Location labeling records

---*---

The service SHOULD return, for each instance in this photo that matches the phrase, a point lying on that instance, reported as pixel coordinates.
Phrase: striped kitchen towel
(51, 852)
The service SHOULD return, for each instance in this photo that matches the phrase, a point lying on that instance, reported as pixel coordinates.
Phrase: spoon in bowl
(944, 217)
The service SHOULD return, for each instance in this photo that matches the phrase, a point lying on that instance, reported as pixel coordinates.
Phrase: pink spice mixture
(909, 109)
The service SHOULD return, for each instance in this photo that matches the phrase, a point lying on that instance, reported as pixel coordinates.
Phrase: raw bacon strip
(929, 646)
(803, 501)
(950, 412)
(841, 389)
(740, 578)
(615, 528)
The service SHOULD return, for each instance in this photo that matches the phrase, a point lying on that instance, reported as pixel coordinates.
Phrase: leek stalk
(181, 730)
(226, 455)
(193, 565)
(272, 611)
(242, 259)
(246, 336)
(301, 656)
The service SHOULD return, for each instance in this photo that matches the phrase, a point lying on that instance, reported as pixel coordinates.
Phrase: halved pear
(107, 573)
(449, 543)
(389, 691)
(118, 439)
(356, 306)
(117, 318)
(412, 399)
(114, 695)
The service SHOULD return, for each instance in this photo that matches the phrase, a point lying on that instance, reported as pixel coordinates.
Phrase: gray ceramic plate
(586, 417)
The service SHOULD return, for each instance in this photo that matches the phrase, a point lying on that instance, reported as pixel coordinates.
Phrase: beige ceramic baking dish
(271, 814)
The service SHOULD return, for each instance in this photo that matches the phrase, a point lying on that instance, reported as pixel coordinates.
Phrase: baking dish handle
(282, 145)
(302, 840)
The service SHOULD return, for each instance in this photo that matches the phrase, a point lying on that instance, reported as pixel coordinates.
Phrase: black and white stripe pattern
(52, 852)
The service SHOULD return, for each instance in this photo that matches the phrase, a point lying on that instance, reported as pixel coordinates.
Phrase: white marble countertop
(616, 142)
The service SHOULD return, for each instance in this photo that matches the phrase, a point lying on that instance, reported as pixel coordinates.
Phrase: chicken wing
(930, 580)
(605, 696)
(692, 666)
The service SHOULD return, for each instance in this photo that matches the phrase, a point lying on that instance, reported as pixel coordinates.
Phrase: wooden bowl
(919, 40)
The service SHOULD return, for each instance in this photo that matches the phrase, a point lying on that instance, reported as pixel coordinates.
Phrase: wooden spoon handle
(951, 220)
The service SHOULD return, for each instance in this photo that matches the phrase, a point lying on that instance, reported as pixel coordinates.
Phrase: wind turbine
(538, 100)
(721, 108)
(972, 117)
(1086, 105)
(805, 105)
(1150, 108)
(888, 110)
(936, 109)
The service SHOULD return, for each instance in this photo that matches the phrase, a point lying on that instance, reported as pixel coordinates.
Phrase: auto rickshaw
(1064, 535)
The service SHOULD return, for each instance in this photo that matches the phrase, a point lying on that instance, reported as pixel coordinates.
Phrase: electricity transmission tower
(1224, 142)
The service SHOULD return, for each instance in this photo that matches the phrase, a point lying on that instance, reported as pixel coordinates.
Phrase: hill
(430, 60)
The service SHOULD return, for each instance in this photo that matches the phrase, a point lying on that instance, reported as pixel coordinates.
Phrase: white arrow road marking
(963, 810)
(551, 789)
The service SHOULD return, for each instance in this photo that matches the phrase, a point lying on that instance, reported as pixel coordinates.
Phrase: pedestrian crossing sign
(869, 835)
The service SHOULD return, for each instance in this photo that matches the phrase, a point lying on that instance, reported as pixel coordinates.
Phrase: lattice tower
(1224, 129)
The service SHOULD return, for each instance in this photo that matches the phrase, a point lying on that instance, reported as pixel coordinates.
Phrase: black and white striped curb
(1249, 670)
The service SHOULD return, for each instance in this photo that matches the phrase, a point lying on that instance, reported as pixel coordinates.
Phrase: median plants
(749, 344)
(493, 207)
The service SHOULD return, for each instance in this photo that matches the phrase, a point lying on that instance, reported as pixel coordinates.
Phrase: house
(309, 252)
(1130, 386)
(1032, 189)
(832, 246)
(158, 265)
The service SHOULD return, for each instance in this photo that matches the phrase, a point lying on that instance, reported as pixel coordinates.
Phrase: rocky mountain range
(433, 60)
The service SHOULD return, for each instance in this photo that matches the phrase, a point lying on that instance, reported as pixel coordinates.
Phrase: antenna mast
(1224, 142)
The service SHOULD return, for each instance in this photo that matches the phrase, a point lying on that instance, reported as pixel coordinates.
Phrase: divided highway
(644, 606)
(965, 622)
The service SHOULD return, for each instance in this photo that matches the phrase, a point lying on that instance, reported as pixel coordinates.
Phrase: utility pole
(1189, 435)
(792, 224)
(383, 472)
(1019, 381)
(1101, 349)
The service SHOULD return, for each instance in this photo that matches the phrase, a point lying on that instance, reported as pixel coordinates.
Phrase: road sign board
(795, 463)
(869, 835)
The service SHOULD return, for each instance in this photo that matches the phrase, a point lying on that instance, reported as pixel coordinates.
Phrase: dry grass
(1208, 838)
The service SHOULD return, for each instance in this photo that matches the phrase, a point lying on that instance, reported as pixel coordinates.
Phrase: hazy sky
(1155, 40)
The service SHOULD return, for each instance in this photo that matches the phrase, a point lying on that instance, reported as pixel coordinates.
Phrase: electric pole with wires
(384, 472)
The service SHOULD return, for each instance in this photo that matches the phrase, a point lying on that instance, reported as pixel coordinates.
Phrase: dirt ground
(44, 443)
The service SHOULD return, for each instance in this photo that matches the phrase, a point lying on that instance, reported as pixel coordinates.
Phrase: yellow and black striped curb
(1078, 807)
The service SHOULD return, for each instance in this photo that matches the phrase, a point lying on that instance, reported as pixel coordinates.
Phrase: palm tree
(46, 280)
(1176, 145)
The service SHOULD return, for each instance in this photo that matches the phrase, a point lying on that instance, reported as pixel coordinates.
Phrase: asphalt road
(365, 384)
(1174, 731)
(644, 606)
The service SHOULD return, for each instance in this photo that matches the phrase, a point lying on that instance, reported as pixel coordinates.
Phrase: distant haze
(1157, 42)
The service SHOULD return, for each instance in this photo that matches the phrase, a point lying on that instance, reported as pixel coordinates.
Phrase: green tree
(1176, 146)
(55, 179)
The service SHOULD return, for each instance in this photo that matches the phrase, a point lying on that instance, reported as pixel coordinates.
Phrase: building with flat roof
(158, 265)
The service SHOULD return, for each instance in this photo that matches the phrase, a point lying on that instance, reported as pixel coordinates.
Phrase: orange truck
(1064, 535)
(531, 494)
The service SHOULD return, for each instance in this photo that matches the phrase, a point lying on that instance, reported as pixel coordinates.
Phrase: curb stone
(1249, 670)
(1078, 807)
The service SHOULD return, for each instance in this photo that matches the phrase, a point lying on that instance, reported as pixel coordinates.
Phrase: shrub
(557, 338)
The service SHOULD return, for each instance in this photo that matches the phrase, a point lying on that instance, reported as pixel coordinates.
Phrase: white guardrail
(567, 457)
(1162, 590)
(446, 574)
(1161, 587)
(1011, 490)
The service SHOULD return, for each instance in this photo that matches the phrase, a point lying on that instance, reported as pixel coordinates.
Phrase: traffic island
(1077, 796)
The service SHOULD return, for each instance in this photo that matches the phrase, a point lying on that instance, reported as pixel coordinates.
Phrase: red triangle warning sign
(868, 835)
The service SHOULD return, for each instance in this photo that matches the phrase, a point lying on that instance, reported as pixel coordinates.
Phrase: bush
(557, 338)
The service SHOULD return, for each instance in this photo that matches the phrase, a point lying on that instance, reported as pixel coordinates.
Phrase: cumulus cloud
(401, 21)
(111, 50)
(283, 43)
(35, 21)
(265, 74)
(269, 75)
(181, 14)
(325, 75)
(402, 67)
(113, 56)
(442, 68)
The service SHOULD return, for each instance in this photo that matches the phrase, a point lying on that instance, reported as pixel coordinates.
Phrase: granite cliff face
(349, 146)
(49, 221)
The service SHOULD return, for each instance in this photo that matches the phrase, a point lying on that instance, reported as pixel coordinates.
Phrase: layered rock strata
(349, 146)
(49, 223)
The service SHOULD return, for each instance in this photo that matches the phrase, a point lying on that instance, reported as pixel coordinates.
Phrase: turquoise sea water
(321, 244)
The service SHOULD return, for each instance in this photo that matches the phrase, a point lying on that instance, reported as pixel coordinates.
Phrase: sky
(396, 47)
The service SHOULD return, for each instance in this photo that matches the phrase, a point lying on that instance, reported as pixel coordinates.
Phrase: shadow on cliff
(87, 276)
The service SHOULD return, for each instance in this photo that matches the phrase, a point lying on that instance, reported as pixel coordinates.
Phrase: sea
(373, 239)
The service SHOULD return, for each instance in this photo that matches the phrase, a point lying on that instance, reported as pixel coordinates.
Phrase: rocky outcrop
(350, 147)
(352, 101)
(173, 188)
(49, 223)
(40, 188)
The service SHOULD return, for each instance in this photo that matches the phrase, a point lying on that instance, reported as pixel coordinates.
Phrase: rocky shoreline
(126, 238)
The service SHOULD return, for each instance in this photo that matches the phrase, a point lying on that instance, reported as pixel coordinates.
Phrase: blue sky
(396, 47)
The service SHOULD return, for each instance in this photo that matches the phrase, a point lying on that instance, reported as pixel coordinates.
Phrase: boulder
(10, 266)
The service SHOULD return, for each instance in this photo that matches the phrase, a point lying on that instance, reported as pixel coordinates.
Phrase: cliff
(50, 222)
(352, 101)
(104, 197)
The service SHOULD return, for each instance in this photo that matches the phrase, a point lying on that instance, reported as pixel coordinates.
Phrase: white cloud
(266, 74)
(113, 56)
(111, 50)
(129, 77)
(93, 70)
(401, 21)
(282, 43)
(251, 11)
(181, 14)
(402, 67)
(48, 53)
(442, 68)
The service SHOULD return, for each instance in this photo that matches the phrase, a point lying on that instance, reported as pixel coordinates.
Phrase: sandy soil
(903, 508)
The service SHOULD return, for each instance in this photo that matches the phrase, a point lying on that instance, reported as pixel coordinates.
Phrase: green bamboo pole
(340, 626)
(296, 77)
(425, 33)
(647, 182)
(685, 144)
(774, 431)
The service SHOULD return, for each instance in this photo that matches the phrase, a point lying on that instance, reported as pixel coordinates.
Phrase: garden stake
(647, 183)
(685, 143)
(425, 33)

---*---

__Your instructions__: How many lines in the entries above contain the string "striped"? Reply with the number alone.

__Written answer__: 3